● DATA
<<<<
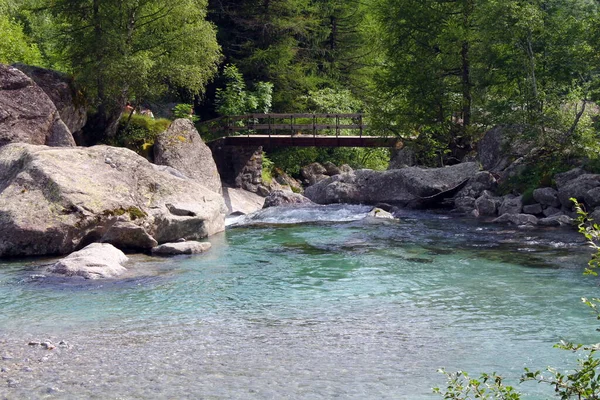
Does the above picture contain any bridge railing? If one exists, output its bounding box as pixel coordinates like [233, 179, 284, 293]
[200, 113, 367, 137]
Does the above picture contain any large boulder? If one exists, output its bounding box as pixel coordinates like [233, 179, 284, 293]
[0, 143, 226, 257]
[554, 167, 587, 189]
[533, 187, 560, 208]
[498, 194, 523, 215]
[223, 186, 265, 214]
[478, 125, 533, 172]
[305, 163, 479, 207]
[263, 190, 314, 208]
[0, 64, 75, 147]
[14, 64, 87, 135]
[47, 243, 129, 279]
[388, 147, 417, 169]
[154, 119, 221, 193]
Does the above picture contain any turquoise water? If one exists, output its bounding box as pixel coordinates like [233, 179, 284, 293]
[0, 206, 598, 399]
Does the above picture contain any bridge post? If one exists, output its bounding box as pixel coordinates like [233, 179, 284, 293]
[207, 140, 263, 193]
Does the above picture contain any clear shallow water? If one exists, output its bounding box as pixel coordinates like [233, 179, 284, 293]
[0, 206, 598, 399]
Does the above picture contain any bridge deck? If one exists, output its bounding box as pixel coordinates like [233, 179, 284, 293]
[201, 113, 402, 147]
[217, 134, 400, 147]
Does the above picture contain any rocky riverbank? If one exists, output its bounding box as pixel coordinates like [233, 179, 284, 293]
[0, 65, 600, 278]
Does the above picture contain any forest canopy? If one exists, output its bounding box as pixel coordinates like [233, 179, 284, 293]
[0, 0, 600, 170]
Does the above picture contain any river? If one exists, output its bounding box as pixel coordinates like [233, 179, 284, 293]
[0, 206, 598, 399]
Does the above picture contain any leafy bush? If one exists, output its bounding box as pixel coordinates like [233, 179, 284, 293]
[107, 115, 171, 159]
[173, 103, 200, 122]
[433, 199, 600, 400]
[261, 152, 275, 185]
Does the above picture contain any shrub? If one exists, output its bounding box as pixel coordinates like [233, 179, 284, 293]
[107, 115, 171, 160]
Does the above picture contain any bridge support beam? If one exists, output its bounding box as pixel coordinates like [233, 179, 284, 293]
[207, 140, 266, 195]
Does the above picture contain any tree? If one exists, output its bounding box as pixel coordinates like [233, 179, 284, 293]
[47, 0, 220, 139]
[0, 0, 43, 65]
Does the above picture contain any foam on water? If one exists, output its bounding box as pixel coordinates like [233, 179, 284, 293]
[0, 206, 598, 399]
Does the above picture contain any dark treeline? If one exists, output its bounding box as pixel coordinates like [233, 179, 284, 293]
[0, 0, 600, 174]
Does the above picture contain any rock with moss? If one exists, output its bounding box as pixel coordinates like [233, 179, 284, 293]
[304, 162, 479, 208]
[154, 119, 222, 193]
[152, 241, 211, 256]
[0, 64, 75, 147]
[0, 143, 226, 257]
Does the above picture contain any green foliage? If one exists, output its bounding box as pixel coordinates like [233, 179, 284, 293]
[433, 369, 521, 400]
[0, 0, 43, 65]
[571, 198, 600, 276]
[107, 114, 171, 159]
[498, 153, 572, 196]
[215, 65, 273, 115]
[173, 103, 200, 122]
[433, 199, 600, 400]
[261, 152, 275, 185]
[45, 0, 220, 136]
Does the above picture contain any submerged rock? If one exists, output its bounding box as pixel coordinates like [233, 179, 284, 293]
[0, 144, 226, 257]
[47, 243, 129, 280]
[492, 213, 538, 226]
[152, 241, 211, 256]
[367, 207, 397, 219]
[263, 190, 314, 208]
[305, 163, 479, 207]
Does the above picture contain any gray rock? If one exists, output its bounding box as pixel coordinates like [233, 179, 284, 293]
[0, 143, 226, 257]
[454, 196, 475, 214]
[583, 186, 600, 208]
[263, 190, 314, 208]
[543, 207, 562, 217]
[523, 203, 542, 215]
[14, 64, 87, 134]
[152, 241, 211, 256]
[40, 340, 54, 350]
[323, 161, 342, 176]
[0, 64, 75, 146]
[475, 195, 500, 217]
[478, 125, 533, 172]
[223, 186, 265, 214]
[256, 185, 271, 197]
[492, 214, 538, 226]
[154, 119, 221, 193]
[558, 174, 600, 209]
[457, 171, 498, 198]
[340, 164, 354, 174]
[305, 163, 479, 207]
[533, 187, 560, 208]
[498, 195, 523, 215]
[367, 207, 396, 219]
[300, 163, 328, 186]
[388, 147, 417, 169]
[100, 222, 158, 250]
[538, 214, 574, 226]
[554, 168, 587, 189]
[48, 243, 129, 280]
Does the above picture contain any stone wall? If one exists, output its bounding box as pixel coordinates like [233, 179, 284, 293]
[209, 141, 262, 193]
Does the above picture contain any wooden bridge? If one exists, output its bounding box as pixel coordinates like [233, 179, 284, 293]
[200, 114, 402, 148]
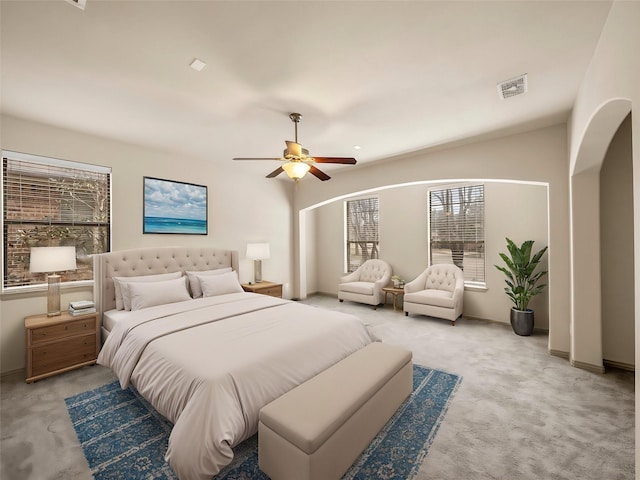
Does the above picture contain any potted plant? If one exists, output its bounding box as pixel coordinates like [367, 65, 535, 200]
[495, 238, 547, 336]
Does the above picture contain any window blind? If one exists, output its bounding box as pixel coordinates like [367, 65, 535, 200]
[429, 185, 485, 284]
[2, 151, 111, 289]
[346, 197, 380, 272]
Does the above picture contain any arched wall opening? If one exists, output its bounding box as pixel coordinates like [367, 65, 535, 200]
>>>>
● GOAL
Which lines of the items contain the word "water", with case counting? Copy each such line in full.

● OUTPUT FOR THIS EXERCISE
Does the above picture contain any turquoise water? If one exists, output its bounding box as pixel coordinates like [233, 179, 284, 293]
Does the above picture contain any clear shallow water? If one exists, output its bounding box as pixel coordinates like [233, 179, 284, 293]
Does the above picture contain any foam on water? If one exists, output its bounding box as pixel coordinates like [233, 179, 284, 293]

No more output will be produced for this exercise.